■ Text excerpt ■
[Start of section]
Parque Juárez is a public park in the city of Xalapa, in the state of Veracruz in eastern Mexico. It was inaugurated in 1892 and named in honor of Benito Juárez, 20 years after his death. The park is located in central Xalapa with a terrace-like appearance adjoining the Palacio de Gobierno building, across the street from the Palacio Municipal and close to the cathedral. Since the early 16th century, the site had been the location of the Monastery of San Francisco.
[End of section]
■ Tasks to complete ■
1. Which buildings or religious establishments does the Parque Juárez text name, either near the park or formerly on its site?
2. Do these statements agree with the Parque Juárez text? (a) The park was named for Benito Juárez while he was still alive. (b) The park lies in the state of Veracruz. (c) The Monastery of San Francisco first occupied the site in the late 18th century.
3. Can you continue the Parque Juárez text from its last sentence?

■ Material provided ■
[Start of section]
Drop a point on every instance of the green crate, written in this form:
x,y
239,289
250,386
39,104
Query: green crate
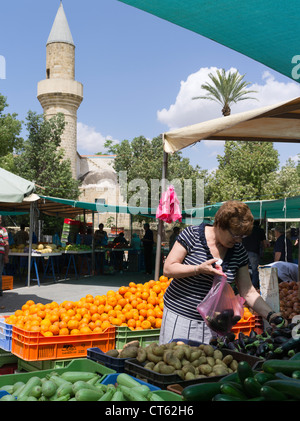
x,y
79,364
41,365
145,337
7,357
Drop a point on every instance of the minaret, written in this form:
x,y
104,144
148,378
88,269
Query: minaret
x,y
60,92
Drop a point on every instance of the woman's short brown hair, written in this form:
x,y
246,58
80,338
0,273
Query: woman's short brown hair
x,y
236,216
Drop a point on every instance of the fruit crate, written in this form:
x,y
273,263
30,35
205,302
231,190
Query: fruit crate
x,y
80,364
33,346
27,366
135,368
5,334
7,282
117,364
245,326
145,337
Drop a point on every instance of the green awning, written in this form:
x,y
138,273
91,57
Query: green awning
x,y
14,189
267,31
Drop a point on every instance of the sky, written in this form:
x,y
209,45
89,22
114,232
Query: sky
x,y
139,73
[End of section]
[Start of section]
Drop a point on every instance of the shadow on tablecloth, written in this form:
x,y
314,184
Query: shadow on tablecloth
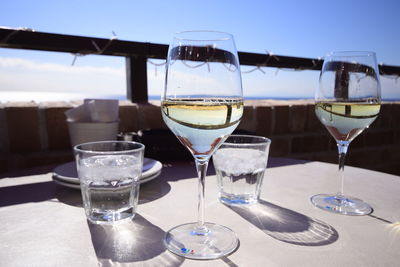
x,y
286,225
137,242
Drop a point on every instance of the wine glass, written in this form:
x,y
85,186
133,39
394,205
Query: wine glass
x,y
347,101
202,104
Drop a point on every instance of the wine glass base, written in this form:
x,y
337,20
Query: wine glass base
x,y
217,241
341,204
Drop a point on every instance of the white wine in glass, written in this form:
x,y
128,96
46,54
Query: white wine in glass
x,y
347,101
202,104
[End of section]
■ Written answers ■
1.
Palacio de Gobierno
Palacio Municipal
the cathedral
Monastery of San Francisco

2.
(a) No: "named in honor of Benito Juárez, 20 years after his death"
(b) Yes: "in the state of Veracruz in eastern Mexico"
(c) No: "Since the early 16th century, the site had been the location of the Monastery of San Francisco"

3.
The central garden of the park features enormous araucaria trees, some of which were brought to México as a present to Porfirio Díaz by the ambassador from Chile, sometime before the inauguration of the park in 1892. The southern side of the park looks over the valley below, offering scenic views of the Sierra Madre Oriental mountains: Cofre de Perote to the West and snowcapped Pico de Orizaba to the South. In 1922, the Junta de Obras Materiales de Jalapa, presided by William K. Boone, proposed, designed and built a ramp to make it easier for vehicles to reach the center of the city from the (old) train station. In 1930, the ramp del Parque Juárez was renamed Paseo del Ayuntamiento and later Paseo de la Constitución. At about the middle of the ramp, there are four statues that represent the Cardinal Virtues: Fortitude, Justice, Prudence, and Temperance. The first three were set in 1931; the last one in 1979.